* [TASK INSTRUCTIONS]
Copy the lines below verbatim, from the line containing "on the plant" through the final line, with both ends included.

* [SOURCE MATERIAL]
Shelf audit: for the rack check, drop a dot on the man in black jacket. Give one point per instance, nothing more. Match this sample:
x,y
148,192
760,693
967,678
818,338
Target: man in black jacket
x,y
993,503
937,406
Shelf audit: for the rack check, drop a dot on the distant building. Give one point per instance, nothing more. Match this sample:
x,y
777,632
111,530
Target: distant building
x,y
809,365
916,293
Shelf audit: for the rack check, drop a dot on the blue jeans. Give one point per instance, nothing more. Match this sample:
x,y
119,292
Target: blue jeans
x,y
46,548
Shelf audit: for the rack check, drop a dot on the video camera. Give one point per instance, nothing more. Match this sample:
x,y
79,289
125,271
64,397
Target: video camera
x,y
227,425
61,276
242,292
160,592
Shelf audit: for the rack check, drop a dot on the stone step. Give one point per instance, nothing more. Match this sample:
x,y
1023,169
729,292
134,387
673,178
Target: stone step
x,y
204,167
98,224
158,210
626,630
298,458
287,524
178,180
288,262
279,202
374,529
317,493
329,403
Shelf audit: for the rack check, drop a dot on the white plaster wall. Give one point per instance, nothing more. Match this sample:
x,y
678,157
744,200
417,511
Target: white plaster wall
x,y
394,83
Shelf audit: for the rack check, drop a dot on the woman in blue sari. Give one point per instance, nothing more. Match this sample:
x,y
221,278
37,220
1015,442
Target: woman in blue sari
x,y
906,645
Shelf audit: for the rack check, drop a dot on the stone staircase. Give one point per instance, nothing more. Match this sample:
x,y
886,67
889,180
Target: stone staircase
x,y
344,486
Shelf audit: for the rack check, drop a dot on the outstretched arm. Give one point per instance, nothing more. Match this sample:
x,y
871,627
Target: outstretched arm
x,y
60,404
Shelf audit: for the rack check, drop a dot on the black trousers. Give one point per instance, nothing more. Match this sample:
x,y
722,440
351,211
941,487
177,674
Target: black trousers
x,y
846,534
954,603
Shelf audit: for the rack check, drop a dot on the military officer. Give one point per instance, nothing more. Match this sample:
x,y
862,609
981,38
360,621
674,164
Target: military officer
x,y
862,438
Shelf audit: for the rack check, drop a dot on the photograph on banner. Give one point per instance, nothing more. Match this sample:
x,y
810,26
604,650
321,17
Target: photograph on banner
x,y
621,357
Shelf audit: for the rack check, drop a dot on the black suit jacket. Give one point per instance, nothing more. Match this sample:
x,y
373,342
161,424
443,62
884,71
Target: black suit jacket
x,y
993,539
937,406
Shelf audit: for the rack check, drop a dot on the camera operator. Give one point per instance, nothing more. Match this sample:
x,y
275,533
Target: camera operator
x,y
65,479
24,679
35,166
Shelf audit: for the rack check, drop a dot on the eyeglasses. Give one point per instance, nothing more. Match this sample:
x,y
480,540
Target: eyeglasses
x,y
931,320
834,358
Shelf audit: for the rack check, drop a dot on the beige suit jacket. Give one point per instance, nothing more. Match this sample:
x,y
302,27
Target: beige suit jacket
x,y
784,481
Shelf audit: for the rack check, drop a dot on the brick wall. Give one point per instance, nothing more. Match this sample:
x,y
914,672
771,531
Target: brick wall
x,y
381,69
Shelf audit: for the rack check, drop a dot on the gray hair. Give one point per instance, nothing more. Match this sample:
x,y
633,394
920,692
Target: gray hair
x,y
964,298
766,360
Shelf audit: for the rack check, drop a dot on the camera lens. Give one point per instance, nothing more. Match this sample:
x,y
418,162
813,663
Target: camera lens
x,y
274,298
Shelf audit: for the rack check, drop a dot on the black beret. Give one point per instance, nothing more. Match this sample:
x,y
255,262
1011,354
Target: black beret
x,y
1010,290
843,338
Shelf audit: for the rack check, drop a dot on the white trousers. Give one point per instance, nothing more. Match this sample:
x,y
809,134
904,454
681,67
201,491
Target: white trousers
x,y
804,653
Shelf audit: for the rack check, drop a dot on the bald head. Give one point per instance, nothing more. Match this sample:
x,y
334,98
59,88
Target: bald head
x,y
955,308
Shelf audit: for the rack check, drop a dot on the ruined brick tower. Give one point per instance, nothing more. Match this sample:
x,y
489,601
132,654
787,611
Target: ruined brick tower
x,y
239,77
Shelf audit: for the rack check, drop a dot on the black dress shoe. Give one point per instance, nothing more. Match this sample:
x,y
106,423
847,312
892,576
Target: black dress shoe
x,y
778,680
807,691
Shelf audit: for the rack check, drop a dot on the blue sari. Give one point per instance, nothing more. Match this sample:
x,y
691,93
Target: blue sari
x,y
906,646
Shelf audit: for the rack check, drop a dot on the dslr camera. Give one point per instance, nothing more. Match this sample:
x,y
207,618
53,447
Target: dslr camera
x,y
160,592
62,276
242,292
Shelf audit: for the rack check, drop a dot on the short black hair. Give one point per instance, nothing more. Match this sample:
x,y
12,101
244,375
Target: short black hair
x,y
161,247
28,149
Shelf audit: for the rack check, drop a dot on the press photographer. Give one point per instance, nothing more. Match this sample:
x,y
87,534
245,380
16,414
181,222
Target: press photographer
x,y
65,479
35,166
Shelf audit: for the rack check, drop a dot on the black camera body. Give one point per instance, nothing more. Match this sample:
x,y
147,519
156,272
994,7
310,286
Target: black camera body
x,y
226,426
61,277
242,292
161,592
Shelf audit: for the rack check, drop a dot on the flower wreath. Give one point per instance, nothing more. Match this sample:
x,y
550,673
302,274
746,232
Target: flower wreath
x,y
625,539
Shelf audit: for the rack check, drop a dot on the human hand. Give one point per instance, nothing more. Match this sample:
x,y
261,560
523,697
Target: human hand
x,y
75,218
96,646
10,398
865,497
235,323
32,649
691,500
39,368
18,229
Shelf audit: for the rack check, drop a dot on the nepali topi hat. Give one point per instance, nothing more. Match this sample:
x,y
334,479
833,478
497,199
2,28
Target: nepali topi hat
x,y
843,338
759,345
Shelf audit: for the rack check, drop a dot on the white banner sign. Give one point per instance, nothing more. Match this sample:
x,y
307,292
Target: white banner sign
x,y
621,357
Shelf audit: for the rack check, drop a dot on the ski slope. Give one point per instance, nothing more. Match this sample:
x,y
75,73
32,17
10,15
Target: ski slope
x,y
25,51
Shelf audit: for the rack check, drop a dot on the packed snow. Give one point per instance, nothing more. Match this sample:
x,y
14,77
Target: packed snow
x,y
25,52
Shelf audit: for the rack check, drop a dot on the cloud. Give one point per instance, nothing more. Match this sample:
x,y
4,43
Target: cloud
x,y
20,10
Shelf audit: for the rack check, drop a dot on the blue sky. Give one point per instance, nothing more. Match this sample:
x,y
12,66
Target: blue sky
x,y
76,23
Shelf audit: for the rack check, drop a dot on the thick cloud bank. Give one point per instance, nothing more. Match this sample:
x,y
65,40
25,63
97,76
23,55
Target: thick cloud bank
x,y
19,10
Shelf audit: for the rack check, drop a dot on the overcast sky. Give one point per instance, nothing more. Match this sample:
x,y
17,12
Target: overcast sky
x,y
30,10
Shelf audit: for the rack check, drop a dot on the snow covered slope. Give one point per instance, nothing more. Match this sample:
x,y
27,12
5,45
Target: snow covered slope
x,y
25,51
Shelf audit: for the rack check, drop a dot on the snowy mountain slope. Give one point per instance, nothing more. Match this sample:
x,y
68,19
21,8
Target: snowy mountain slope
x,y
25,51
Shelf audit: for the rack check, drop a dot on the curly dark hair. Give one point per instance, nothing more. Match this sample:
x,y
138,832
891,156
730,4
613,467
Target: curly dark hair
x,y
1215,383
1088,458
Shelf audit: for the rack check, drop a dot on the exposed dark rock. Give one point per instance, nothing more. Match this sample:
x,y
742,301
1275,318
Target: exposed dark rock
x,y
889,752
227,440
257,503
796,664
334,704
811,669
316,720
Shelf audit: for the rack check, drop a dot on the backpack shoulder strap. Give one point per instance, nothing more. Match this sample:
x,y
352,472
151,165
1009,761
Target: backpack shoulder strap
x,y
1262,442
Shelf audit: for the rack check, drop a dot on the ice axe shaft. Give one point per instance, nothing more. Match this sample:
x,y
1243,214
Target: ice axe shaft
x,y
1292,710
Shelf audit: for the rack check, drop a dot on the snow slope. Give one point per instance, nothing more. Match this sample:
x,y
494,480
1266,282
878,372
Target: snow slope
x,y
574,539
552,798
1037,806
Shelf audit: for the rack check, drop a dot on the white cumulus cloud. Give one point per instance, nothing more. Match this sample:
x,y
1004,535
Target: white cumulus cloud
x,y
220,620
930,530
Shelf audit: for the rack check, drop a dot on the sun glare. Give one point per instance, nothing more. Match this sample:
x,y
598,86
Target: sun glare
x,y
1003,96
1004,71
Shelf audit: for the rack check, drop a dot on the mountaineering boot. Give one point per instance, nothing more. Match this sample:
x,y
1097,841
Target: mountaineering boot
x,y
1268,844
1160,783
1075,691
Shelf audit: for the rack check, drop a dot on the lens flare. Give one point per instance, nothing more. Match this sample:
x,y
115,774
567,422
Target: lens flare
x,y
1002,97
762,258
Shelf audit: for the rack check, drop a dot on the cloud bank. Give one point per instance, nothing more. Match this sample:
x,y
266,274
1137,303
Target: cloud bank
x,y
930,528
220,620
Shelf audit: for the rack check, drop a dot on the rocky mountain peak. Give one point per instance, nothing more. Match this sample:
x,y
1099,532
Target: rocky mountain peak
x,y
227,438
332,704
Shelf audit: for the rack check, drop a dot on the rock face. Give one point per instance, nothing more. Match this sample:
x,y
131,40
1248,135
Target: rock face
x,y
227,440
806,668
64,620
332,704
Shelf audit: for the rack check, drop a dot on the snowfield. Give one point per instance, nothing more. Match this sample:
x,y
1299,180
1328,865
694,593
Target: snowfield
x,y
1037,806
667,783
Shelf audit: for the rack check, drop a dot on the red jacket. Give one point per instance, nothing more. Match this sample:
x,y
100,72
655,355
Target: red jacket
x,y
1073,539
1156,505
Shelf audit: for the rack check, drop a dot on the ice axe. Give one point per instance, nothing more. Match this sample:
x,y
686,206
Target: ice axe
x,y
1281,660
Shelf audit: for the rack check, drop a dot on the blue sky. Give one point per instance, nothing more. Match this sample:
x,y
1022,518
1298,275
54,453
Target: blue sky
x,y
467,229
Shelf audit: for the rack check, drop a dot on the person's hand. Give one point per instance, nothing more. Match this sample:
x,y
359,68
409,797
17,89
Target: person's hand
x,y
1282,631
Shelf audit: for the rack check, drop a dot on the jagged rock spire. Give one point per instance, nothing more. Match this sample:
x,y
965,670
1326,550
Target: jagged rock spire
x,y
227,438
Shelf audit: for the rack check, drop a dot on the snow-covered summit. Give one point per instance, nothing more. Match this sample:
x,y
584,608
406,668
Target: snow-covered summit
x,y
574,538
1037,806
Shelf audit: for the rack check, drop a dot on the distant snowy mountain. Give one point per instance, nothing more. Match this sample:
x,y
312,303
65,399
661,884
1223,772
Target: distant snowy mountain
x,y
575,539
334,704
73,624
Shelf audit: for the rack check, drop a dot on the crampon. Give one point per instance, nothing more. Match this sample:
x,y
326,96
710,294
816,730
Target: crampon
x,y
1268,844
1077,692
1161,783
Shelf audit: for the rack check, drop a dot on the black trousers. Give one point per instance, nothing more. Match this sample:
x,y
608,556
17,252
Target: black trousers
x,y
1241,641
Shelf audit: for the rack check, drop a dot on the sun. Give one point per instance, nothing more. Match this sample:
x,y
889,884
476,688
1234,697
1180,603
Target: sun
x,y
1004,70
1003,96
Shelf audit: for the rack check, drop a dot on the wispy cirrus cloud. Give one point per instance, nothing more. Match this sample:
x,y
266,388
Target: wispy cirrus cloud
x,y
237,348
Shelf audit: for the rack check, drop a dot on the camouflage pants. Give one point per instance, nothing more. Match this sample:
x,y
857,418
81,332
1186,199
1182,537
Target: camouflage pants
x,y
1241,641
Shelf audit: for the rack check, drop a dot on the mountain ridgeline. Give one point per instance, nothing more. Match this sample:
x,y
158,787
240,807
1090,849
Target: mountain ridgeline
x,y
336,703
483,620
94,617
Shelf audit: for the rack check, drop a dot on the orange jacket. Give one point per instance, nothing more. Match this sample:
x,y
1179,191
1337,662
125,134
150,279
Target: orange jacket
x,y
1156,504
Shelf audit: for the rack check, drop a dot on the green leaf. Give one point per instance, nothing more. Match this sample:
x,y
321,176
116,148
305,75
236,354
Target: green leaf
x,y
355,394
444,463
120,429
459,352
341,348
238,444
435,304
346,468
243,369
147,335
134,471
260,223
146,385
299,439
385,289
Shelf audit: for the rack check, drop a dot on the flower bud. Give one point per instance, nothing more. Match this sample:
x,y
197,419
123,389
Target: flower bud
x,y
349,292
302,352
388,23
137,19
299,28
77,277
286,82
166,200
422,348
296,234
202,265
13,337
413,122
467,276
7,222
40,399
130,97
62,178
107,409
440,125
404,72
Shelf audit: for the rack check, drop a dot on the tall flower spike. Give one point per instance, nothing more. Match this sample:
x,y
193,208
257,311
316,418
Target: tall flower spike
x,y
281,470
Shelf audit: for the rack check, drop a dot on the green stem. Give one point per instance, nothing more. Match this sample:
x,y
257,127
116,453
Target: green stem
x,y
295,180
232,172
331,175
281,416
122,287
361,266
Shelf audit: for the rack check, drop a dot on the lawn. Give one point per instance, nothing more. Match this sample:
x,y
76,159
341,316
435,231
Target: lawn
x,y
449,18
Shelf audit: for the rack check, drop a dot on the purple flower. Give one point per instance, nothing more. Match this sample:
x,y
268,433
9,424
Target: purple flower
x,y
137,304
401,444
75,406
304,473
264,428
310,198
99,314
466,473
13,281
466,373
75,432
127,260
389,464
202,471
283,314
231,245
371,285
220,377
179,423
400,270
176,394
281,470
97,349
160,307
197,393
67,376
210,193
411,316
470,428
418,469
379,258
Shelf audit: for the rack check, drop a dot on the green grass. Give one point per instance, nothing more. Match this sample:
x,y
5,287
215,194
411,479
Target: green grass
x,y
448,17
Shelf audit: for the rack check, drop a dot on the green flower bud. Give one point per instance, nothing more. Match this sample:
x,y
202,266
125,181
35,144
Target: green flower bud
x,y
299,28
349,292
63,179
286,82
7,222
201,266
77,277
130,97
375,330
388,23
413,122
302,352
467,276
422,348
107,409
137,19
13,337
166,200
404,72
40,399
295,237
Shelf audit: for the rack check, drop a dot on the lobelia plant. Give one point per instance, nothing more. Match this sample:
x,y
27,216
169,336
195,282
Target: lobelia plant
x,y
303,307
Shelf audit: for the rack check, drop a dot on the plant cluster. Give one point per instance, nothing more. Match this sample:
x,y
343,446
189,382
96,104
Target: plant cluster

* [EXERCISE OUTPUT]
Shelf audit: for the rack check, drop a dot on the plant cluster. Give one point per instance, nothing more. Match this sample:
x,y
343,446
189,382
96,104
Target: plant cluster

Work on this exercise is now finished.